文書 =
なぜかというと、そのドラマ仕立ての内容が、「女性社員が、男性上司に容姿を揶揄されたことをきっかけに、外見の大切さに気づく……」という内容だったからだ。
これに対してネットでは、猫も杓子も「今時、こんなCMを作るなんて時代錯誤も甚だしい」というリアクションを示して、ルミネの炎上に至った。
ではなぜ、ネットで「時代錯誤」ととらえた人が多かったかというと、「女性が身ぎれいにするのは男性の目を気にしているからではない」というわけである。「女性はもっと自立した存在で、男性に隷属していない」というわけだ。
そこで今回は、なぜこういうCMが作られたのか、その社会的背景を探ってみたい。
ところで、ぼくの立場からいうと、「ファッションというのは、誰か他人のためにするもの」という原則がある。けっして自分のためにするものではない。自分のためなら、楽な格好をするのが一番だが、それでは相手に失礼なので、スーツなどの堅苦しい格好をあえてしている。このことは、このブロマガでも何度か言及してきた。
だから、女性が男性の目を気にして身ぎれいにするというのは、ファッション的にいえば、実に本質的なことなのである。女性はもちろん、男性というのも、ファッションにおいてはけっして「自立した存在」などではなく、「他人との関係によってはじめて成り立つ存在」――つまり「社会的な存在」なのだ。
それゆえ、上司からファッションの良否について指摘をされたのなら、それはセクハラなどではなく、むしろ社会的な意見だと受け取るべきであり、感謝こそすれ、非難するようなものではない。それは、セクハラはもちろん、パワハラとも違う。そう考えているので、ぼくは基本的にこのCMにはなんの問題もないと思っている。
ただ、このCMには件の女性社員とは別の女性社員が出てきて、男性上司が彼女に対して「かわいい」と評する場面があった。
これについては、男性上司が個人的な好みを部下に押しつけているととらえることもできるので、セクハラ、ないしパワハラに該当するという可能性もあるだろう。
ただ、そういう内容の是非はさておき、ぼくが面白いと思ったのは、こういうCMを作ればそれなりの反論も予測できたのに、ルミネがあえてそれを制作・公開に踏み切った――ということの方だ。ぼくは、ルミネは迂闊さからこのCMを制作・公開したのではなく、あえてやった確信犯だと思っている。

利用可能なデータ =
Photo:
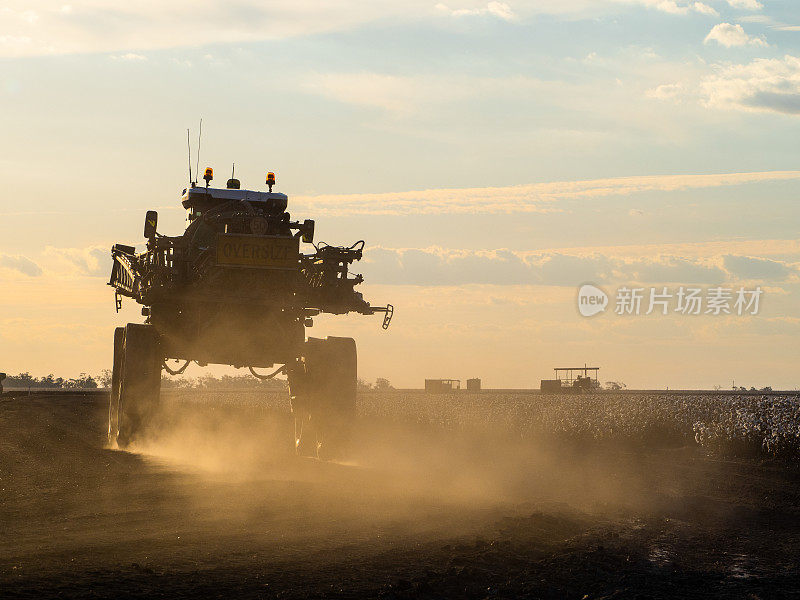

課題一覧 =
• A. ルミネのCMについての文書で、筆者がファッションの原則として挙げているのはどのような考えですか？
• B. ルミネのCMについての文書を、最後の文の後から続けて書いてください。

課題別の解答 =
• A. ファッションは自分のためではなく、誰か他人のためにするものだという原則です。

• B.
それというのも、昨今は炎上事案が頻発し、世間の目がますます厳しくなる中で、多くの企業は不穏当な表現を避けたがる。だからぼくは、ルミネもそういう危険性は十分に予測していたと考えている。そのため、彼らはそうした危険が分かりつつも、あえてそこに踏み込んだと認識しているのだ。
ではなぜルミネがそのような危険な領域に踏み込んだかというと、それはよっぽど拠ん所ない事情があったからだろう。
その拠ん所ない事情というのは、「売上げ競争の厳しさ」だと思う。彼らは、このCMで売上げを上げなければならないという厳命を受けていた。だから、あえて危険を冒してまで制作・公開に踏み切ったのだ。
さらにいえば、ルミネの中には、こういうCMを出すことで、それなりの売上げ増が見込めるという目算があったということだ。これまでの経験やデータの積み重ねの中で、こういうCMが効果的に消費者に響くだろうという確信があったのである。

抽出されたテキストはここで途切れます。